[YOUR OBJECTIVE]:
Which lines in the data below contain the word "blurred"? Find them and copy each one; case counts.

** BEGIN RECORDS SUPPLIED **

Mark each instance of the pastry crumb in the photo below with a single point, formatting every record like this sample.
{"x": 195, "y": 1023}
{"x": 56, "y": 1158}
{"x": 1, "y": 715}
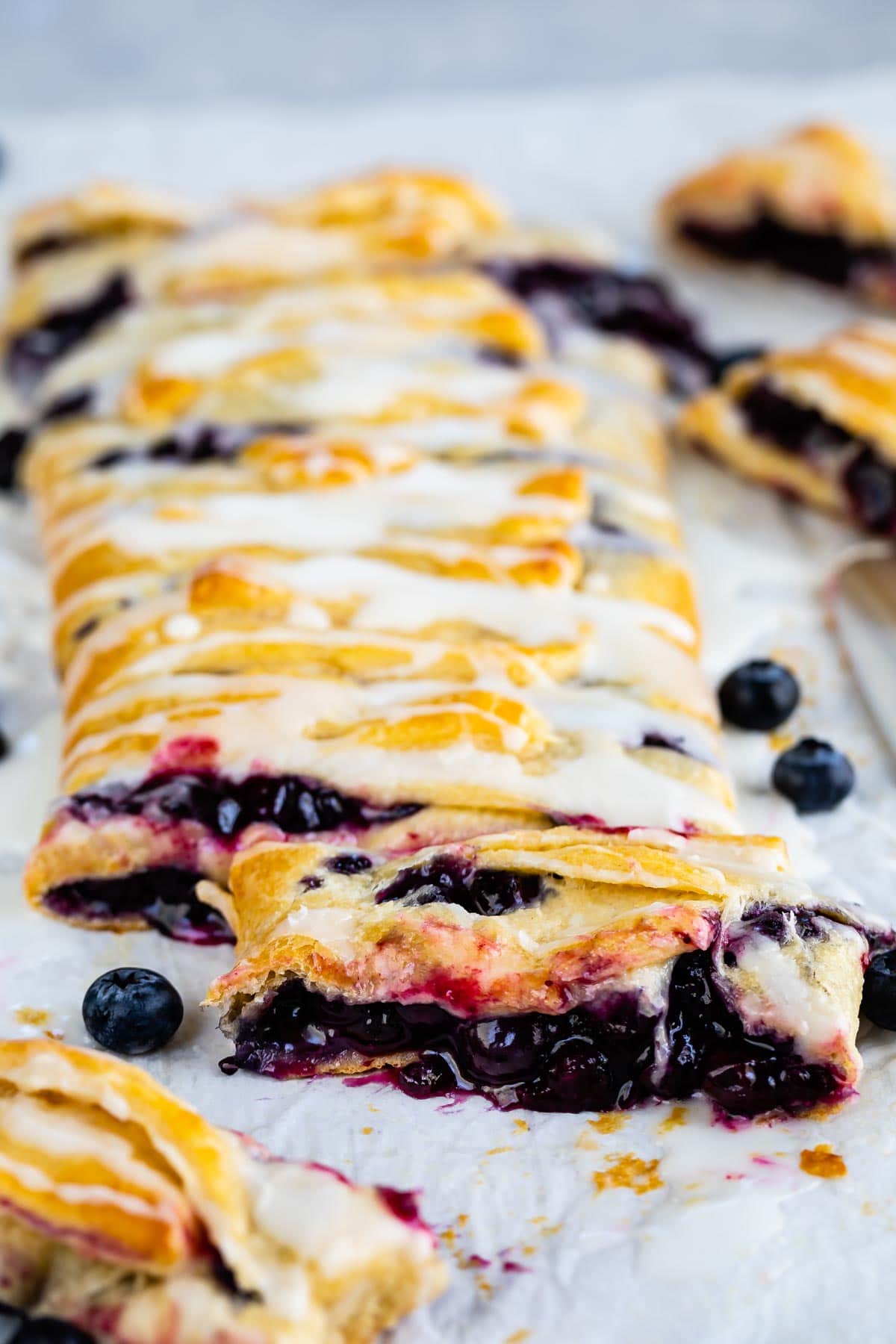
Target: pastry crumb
{"x": 822, "y": 1162}
{"x": 629, "y": 1172}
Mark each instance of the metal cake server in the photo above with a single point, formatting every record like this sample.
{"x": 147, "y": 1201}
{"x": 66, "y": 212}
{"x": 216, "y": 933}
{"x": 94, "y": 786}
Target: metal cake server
{"x": 862, "y": 598}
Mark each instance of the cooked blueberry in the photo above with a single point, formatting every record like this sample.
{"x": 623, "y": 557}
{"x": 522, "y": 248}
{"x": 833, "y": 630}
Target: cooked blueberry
{"x": 879, "y": 996}
{"x": 49, "y": 1330}
{"x": 67, "y": 405}
{"x": 34, "y": 349}
{"x": 871, "y": 485}
{"x": 132, "y": 1011}
{"x": 788, "y": 425}
{"x": 166, "y": 898}
{"x": 625, "y": 302}
{"x": 503, "y": 1050}
{"x": 758, "y": 695}
{"x": 815, "y": 776}
{"x": 741, "y": 355}
{"x": 759, "y": 1086}
{"x": 578, "y": 1077}
{"x": 455, "y": 880}
{"x": 349, "y": 863}
{"x": 430, "y": 1075}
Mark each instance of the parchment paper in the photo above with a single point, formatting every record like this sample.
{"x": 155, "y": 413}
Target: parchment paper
{"x": 689, "y": 1231}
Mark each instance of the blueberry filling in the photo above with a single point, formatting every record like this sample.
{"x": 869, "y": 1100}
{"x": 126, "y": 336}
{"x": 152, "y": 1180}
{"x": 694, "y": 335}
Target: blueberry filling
{"x": 827, "y": 257}
{"x": 187, "y": 445}
{"x": 15, "y": 438}
{"x": 164, "y": 898}
{"x": 349, "y": 863}
{"x": 50, "y": 245}
{"x": 583, "y": 1060}
{"x": 33, "y": 351}
{"x": 871, "y": 485}
{"x": 869, "y": 482}
{"x": 482, "y": 892}
{"x": 608, "y": 300}
{"x": 67, "y": 405}
{"x": 662, "y": 742}
{"x": 226, "y": 806}
{"x": 797, "y": 429}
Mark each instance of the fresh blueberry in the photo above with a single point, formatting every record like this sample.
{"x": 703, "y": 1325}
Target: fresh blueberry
{"x": 49, "y": 1330}
{"x": 879, "y": 998}
{"x": 815, "y": 776}
{"x": 132, "y": 1011}
{"x": 758, "y": 695}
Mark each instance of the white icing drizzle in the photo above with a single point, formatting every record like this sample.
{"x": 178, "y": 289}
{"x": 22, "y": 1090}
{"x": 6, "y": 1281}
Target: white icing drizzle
{"x": 588, "y": 772}
{"x": 323, "y": 1219}
{"x": 432, "y": 497}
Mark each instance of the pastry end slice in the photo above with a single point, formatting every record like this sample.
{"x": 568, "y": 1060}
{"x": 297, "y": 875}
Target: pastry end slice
{"x": 815, "y": 202}
{"x": 551, "y": 971}
{"x": 129, "y": 1216}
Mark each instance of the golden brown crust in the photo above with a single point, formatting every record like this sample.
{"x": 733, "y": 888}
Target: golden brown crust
{"x": 612, "y": 917}
{"x": 848, "y": 379}
{"x": 166, "y": 1199}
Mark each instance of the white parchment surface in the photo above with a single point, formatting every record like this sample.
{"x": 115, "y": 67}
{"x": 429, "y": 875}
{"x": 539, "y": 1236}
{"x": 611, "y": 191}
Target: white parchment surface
{"x": 689, "y": 1233}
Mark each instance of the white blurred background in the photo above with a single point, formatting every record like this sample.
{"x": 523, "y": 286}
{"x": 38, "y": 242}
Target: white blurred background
{"x": 58, "y": 54}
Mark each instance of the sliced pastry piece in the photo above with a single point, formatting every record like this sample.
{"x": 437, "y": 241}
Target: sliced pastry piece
{"x": 598, "y": 312}
{"x": 559, "y": 969}
{"x": 817, "y": 423}
{"x": 815, "y": 202}
{"x": 105, "y": 249}
{"x": 132, "y": 1219}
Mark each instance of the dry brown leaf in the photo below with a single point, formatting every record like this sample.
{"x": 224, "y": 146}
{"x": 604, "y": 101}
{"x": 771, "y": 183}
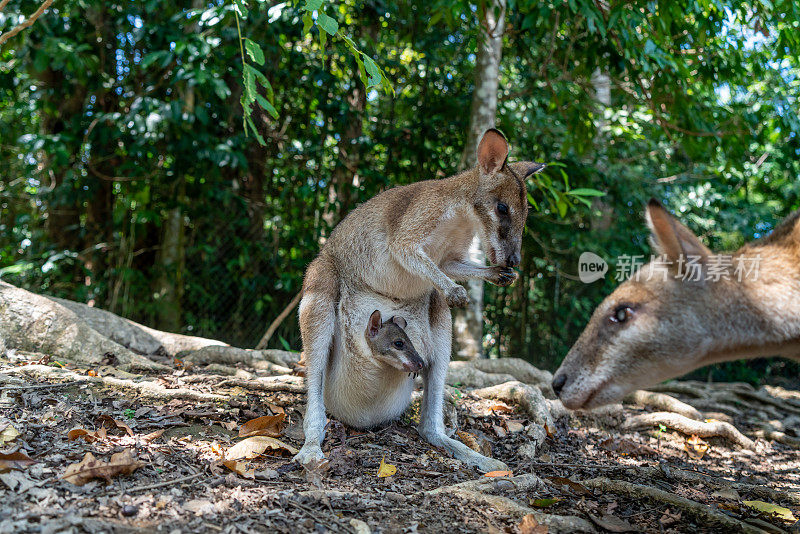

** END RECORDS SUPPLIED **

[EXERCISE RESULT]:
Mark each instance of the white blurred background in the photo above with a single point, formatting every record like this sample.
Target: white blurred background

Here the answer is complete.